Passage:
While it is intuitive to think about how climate impacts the land surface, here we focus on how changes in the land surface influence the climate system. In particular, we focus on the effects of changing land surface properties associated with vegetation change. The effects on climate of changing vegetation vary depending on the location of the vegetation change.

For example, tropical forests have high rates of transpiration, and thus high rates of evaporative cooling; tropical deforestation reduces this evaporative cooling effect, leading to warming at the surface (Bonan 2008b). Increasing tree cover in the midlatitudes has been shown to alter climate locally by warming and reducing cloud cover (Swann et al. 2012; Laguë and Swann 2016). Changes in vegetation at high latitudes can modify surface temperatures through both surface albedo and atmospheric water vapor changes (Bonan 2008b; Swann et al. 2010). The effects of historical land-use and land-cover change have been shown to impact near-surface air temperatures and energy fluxes (Pitman et al. 2009; de Noblet-Ducoudré et al. 2012), while future land use has been proposed as a potential method of mitigating anthropogenic climate change (Canadell and Raupach 2008). In addition to directly influencing surface fluxes and temperature, interactions between vegetation change and the atmosphere can drive atmospheric feedbacks and global-scale teleconnections, which further influence surface climate, both locally and remotely (Bonan 2008b; Swann et al. 2012; Laguë and Swann 2016; Kooperman et al. 2018).

Data excerpts:
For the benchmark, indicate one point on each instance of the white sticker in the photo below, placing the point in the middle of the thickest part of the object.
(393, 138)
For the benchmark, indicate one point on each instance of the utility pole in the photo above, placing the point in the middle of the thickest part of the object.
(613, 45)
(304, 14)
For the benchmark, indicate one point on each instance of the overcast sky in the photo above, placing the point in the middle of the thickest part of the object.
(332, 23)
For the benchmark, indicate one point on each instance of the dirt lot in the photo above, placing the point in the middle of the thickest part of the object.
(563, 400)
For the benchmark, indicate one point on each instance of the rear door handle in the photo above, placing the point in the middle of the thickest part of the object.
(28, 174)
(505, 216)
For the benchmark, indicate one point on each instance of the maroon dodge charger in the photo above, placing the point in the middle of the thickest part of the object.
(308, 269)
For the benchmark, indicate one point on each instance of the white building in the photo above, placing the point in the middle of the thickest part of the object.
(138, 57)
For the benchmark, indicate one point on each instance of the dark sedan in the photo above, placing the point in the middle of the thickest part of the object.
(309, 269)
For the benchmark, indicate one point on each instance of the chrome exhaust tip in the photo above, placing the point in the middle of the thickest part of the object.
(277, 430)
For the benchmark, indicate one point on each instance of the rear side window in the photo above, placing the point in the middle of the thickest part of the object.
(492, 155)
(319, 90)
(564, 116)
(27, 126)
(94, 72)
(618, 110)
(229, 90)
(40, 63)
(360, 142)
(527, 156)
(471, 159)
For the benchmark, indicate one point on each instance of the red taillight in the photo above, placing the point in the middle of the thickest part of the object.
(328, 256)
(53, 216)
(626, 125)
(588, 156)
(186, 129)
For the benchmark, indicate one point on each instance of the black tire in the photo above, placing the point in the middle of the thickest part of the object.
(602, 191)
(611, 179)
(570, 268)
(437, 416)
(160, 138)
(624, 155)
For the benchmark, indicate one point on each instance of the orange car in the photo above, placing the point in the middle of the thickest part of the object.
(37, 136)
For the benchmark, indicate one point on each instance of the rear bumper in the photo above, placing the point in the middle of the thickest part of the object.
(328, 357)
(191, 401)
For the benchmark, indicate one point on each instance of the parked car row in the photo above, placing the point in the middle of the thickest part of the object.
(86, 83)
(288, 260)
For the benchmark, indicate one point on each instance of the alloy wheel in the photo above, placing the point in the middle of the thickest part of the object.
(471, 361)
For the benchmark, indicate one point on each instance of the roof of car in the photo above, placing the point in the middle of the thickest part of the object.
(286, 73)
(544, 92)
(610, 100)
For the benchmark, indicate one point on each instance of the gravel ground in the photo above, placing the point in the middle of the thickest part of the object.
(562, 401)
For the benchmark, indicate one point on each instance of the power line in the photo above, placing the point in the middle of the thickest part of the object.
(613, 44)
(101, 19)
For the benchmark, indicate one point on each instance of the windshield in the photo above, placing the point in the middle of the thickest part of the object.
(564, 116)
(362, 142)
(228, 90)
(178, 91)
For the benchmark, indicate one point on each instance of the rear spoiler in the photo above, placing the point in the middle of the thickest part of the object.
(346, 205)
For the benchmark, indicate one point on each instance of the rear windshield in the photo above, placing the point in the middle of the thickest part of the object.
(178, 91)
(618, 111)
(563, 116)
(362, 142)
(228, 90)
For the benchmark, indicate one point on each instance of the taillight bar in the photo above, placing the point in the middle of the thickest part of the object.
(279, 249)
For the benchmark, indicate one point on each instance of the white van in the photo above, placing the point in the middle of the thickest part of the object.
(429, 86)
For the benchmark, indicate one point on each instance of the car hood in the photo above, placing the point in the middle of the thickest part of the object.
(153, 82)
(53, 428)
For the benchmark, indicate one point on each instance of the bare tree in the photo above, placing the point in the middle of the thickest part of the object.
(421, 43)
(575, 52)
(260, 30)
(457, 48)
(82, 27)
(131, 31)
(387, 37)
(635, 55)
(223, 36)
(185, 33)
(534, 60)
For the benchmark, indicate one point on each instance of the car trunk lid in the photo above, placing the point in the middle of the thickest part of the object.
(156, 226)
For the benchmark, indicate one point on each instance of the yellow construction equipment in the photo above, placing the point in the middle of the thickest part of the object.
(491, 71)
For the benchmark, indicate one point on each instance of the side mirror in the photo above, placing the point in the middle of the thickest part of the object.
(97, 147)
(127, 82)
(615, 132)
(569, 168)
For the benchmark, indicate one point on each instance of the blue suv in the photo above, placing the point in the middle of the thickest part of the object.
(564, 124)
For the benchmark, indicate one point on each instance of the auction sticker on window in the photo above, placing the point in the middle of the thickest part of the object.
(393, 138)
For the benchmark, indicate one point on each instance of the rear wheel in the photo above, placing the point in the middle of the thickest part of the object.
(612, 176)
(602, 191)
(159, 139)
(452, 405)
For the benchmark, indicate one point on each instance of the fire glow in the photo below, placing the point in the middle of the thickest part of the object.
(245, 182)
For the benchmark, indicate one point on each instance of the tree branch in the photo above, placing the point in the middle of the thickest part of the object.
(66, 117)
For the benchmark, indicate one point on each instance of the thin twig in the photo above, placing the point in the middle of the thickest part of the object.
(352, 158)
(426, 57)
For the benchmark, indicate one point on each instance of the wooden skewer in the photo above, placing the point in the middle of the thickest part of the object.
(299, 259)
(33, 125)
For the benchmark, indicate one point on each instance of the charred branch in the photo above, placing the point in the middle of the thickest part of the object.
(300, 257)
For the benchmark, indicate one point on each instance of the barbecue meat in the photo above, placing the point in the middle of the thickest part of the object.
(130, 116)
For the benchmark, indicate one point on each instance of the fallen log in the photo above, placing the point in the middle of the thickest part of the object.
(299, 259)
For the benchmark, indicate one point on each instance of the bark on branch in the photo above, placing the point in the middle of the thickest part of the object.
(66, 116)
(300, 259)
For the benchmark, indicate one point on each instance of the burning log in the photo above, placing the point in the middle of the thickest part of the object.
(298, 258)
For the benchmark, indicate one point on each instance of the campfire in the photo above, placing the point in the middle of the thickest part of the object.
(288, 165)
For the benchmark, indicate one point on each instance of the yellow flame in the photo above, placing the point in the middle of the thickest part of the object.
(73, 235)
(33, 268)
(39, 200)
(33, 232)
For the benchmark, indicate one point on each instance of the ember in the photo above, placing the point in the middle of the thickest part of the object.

Work instructions:
• A. Repeat the passage on land surface and climate starting at "While it is" and ending at "the vegetation change.", switching "vegetation change" to "shifts in plant cover".
• B. In the passage on land surface and climate, how does increasing tree cover in the midlatitudes alter local climate?

Answer list:
• A.
While it is intuitive to think about how climate impacts the land surface, here we focus on how changes in the land surface influence the climate system. In particular, we focus on the effects of changing land surface properties associated with shifts in plant cover. The effects on climate of changing vegetation vary depending on the location of the shifts in plant cover.

• B. It warms the area and reduces cloud cover.